EXERCISE BRIEF:
Reproduce the items from the start of the records through the line containing "pixel 539 525", inclusive, replacing "police officer" with "traffic warden" and leaving everything else unchanged.
# Start of RECORDS FOR THIS TASK
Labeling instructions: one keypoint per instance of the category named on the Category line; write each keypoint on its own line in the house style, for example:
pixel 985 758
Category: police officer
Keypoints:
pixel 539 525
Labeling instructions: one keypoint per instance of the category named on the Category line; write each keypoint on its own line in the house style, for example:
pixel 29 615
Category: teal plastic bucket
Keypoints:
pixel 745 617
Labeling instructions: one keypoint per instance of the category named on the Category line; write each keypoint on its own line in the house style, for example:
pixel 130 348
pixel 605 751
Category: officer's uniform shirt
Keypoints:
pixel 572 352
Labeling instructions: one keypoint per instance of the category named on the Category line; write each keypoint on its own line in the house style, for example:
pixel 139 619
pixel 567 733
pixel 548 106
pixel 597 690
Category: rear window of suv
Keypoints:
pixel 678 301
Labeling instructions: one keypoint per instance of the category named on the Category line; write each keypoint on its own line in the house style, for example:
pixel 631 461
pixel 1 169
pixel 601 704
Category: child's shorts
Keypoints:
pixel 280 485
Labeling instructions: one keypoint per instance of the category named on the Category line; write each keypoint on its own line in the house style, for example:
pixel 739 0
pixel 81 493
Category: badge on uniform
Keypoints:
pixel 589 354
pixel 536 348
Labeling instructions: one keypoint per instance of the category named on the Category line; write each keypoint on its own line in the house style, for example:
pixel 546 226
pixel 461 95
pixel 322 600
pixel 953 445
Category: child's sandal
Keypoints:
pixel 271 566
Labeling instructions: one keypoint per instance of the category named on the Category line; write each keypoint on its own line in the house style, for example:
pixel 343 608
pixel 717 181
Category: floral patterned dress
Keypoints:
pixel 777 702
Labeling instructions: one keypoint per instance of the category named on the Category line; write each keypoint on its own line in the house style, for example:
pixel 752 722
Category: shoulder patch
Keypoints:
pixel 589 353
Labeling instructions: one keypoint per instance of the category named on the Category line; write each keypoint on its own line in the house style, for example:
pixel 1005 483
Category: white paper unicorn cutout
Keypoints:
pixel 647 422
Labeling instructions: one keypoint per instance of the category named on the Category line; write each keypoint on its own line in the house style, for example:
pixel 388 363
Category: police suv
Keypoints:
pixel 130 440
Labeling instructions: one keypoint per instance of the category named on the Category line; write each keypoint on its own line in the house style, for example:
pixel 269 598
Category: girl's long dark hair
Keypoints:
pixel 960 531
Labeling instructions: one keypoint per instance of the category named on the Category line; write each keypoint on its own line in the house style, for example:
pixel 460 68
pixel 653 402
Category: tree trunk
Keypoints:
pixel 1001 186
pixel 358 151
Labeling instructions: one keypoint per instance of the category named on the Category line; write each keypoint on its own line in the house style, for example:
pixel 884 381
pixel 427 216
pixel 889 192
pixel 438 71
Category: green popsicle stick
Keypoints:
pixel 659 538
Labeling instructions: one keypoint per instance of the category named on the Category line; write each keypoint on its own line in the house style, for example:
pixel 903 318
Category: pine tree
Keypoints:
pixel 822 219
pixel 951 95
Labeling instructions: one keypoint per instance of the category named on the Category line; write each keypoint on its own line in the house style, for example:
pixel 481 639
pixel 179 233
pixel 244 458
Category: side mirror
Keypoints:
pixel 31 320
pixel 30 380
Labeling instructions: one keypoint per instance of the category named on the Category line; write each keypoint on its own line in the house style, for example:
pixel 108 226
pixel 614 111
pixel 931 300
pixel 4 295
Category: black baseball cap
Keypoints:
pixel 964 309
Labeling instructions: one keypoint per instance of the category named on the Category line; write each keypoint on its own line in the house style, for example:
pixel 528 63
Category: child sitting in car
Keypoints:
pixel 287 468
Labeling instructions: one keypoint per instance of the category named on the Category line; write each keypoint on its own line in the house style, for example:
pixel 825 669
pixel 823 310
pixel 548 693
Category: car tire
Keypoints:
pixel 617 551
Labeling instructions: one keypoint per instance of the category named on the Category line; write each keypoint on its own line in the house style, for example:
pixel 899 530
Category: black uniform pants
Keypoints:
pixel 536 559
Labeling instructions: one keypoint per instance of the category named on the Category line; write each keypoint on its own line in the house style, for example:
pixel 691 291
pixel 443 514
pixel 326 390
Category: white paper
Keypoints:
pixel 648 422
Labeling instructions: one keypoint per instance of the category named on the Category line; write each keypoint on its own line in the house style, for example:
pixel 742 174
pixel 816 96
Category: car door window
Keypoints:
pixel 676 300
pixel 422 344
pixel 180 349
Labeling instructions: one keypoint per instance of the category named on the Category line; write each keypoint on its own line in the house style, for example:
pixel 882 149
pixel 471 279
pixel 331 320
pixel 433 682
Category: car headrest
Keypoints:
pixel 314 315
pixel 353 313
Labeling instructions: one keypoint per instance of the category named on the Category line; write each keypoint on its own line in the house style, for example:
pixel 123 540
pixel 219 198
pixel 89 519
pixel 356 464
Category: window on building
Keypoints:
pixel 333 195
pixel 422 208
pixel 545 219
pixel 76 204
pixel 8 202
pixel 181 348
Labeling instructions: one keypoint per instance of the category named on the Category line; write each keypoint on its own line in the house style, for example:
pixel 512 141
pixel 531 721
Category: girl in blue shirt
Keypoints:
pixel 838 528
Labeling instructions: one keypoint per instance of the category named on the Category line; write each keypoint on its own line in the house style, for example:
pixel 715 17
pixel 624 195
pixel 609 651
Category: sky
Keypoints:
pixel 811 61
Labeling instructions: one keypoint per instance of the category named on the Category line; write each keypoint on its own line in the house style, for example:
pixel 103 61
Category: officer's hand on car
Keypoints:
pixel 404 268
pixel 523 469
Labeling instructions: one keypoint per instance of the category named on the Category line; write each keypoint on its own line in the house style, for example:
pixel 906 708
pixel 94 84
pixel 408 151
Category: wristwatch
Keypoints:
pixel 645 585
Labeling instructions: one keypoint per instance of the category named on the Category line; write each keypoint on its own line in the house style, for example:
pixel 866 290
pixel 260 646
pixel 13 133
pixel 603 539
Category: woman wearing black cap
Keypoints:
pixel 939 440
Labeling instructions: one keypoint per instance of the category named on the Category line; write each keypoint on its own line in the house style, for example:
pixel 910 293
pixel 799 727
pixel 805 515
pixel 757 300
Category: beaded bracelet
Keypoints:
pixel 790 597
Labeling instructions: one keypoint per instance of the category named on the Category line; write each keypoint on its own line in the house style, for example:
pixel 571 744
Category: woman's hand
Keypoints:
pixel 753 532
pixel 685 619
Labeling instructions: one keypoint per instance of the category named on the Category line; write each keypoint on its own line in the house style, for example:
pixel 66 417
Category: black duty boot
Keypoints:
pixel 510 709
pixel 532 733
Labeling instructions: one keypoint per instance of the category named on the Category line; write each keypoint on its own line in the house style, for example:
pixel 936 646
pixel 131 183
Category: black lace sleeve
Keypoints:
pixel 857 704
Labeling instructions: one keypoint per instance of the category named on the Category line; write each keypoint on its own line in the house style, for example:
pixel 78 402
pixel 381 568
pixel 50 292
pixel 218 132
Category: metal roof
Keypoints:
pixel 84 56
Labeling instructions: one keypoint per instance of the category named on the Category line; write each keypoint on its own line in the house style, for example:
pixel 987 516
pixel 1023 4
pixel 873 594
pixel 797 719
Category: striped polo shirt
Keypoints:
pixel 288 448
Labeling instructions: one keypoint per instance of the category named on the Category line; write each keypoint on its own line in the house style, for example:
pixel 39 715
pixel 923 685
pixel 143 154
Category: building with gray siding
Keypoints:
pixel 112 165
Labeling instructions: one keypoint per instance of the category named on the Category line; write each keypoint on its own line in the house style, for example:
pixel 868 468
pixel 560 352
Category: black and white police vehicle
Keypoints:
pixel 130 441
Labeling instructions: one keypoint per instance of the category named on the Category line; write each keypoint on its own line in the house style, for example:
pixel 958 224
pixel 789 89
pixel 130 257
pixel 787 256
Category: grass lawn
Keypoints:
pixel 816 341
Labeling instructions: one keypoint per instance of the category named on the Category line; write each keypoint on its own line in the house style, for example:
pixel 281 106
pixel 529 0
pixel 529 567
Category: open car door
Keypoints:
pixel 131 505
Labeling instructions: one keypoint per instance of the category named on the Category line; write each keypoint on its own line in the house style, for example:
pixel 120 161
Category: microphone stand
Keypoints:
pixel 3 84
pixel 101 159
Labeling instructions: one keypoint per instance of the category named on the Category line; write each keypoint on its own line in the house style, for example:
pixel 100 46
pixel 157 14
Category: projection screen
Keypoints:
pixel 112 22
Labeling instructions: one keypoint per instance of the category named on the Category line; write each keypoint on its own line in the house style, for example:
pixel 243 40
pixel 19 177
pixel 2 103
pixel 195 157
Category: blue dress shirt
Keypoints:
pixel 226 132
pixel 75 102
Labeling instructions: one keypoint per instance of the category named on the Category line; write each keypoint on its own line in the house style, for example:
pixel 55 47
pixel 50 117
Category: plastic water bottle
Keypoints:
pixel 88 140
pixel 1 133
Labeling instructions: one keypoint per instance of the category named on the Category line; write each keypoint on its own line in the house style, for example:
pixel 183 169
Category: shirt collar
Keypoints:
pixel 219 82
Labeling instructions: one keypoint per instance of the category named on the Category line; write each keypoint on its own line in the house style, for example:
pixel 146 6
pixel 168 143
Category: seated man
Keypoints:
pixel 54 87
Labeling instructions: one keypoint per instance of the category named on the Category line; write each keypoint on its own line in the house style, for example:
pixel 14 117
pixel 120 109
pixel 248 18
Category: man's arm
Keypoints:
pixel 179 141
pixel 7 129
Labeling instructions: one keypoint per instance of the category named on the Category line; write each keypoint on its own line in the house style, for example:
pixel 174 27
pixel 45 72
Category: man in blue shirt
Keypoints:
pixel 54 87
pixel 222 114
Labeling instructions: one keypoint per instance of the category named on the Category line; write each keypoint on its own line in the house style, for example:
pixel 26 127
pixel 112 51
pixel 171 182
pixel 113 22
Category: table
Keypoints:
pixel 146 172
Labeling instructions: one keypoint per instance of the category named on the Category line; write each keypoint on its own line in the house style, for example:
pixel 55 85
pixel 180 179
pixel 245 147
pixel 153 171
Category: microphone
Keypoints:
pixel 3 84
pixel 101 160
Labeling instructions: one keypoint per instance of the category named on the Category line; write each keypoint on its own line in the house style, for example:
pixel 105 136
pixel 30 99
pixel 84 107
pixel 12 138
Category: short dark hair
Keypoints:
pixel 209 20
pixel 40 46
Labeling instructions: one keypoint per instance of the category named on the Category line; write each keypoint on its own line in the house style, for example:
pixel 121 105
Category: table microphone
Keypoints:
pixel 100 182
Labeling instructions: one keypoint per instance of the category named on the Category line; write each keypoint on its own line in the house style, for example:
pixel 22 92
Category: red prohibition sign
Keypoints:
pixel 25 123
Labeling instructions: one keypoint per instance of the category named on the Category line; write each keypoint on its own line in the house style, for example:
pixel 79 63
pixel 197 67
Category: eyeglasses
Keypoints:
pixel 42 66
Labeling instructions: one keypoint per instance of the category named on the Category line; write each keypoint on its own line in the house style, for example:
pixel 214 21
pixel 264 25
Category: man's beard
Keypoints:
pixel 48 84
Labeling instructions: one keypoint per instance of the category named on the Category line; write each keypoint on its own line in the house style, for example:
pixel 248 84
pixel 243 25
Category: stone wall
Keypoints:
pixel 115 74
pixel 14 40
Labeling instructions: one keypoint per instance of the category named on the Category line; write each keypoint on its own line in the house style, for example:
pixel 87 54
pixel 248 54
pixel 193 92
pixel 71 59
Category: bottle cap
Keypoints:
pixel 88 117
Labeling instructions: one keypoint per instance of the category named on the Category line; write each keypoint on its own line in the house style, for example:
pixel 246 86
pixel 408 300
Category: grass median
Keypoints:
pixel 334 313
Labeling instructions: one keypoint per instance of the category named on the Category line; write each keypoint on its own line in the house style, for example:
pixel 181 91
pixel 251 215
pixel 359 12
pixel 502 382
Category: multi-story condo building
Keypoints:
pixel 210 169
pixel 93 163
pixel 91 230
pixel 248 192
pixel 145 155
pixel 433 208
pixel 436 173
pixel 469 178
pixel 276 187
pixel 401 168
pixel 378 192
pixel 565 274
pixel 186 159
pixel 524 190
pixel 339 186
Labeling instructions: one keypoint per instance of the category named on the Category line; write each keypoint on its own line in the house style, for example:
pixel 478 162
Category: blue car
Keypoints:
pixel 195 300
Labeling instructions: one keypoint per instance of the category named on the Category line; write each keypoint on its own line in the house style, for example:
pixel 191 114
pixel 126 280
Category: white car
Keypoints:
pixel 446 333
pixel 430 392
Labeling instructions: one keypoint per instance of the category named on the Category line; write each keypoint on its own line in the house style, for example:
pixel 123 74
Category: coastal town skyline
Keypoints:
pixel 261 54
# End of RECORDS FOR THIS TASK
TASK SOLUTION:
Labeling instructions: one keypoint per instance of the category named on the Category line; write each keypoint on its own line in the house style, for example:
pixel 985 758
Category: traffic warden
Keypoints:
pixel 539 525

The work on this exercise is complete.